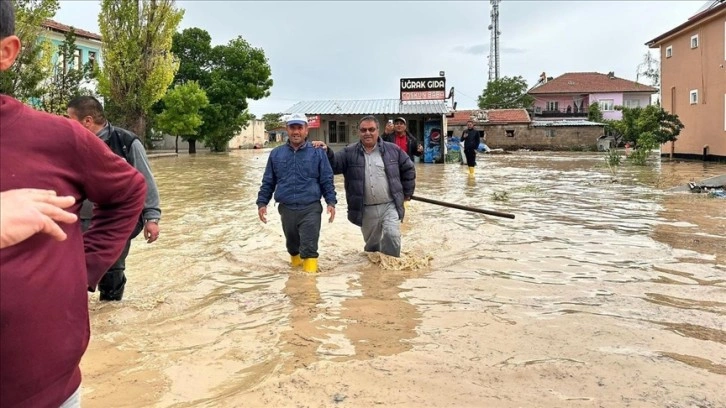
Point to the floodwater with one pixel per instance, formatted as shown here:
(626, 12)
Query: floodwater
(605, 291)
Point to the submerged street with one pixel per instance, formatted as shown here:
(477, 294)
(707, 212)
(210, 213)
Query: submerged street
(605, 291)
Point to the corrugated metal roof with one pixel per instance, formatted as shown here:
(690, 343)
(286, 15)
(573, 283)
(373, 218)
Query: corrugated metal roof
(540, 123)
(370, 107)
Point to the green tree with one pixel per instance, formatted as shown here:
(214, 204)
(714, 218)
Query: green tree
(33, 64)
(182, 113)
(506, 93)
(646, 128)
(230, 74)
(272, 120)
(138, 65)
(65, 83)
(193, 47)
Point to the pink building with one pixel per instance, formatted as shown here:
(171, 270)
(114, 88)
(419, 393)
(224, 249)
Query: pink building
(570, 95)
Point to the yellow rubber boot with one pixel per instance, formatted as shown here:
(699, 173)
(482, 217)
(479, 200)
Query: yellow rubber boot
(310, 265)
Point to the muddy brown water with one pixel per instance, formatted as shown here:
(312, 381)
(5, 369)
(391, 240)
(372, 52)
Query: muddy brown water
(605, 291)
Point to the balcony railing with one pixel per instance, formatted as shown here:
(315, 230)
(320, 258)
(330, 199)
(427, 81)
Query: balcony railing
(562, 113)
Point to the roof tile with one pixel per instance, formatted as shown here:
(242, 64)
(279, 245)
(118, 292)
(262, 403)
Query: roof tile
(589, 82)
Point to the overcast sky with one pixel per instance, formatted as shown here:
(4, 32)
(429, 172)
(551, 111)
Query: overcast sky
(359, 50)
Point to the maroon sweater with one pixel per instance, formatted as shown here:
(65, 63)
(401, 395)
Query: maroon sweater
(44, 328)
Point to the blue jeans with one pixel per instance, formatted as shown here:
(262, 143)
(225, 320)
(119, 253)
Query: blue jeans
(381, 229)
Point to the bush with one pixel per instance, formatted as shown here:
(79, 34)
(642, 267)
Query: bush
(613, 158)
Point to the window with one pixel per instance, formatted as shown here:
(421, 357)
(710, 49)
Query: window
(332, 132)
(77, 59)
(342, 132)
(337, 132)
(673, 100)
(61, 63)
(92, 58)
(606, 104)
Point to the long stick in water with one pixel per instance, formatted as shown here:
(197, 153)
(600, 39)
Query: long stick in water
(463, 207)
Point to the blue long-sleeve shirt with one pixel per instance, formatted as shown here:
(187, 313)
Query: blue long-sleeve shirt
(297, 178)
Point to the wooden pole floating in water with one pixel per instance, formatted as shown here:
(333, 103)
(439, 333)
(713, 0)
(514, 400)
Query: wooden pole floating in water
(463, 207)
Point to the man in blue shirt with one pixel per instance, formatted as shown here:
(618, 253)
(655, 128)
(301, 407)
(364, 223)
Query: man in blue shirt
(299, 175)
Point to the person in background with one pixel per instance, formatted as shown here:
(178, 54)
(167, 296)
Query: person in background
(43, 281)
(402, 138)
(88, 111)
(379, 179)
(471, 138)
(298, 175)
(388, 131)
---
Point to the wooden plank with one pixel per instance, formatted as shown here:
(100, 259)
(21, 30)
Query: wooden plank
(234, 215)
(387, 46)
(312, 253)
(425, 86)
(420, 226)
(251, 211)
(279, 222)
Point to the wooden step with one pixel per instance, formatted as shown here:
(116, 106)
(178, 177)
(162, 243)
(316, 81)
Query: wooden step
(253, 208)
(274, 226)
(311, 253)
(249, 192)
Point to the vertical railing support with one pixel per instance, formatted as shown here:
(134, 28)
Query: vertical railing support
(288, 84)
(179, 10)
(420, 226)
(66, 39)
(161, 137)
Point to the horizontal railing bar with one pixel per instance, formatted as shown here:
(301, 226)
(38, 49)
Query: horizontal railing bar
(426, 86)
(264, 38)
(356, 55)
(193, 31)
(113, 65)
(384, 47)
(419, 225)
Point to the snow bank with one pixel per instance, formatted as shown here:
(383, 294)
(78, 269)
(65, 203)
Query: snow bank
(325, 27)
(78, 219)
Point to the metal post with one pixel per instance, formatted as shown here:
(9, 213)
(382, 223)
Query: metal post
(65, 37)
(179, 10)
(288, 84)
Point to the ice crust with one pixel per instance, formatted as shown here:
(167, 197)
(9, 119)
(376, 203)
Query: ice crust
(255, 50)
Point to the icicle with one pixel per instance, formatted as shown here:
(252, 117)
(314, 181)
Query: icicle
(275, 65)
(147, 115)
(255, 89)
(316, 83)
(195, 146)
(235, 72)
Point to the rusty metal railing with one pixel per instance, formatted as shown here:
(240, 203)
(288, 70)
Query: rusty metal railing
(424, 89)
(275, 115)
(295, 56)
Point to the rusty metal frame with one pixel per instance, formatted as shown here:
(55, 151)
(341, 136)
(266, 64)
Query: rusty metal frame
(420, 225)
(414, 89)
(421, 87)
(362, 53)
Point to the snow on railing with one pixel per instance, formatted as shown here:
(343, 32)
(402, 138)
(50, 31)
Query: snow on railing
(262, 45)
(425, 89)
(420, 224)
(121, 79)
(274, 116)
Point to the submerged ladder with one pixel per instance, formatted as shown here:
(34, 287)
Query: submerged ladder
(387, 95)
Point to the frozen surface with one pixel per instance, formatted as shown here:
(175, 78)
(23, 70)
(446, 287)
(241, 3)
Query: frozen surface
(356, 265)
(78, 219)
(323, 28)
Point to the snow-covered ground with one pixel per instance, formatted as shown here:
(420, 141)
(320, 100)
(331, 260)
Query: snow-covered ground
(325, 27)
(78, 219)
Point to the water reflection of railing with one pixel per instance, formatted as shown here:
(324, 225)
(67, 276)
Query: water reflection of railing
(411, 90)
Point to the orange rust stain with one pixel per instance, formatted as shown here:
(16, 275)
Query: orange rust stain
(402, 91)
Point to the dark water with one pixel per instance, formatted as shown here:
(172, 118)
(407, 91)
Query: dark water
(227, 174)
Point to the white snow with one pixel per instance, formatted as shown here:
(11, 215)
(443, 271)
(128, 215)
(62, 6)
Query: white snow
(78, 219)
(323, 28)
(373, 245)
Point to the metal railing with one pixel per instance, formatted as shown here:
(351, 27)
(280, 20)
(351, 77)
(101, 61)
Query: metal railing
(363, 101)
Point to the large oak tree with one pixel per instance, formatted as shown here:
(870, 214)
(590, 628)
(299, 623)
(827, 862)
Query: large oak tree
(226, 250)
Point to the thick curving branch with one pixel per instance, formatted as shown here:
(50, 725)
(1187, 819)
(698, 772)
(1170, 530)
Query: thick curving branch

- _EXERCISE PROMPT_: Determine the number of lines in the data above that contain the word "curving", and provide only that figure.

- _SOLUTION TO THIS PROBLEM_: 2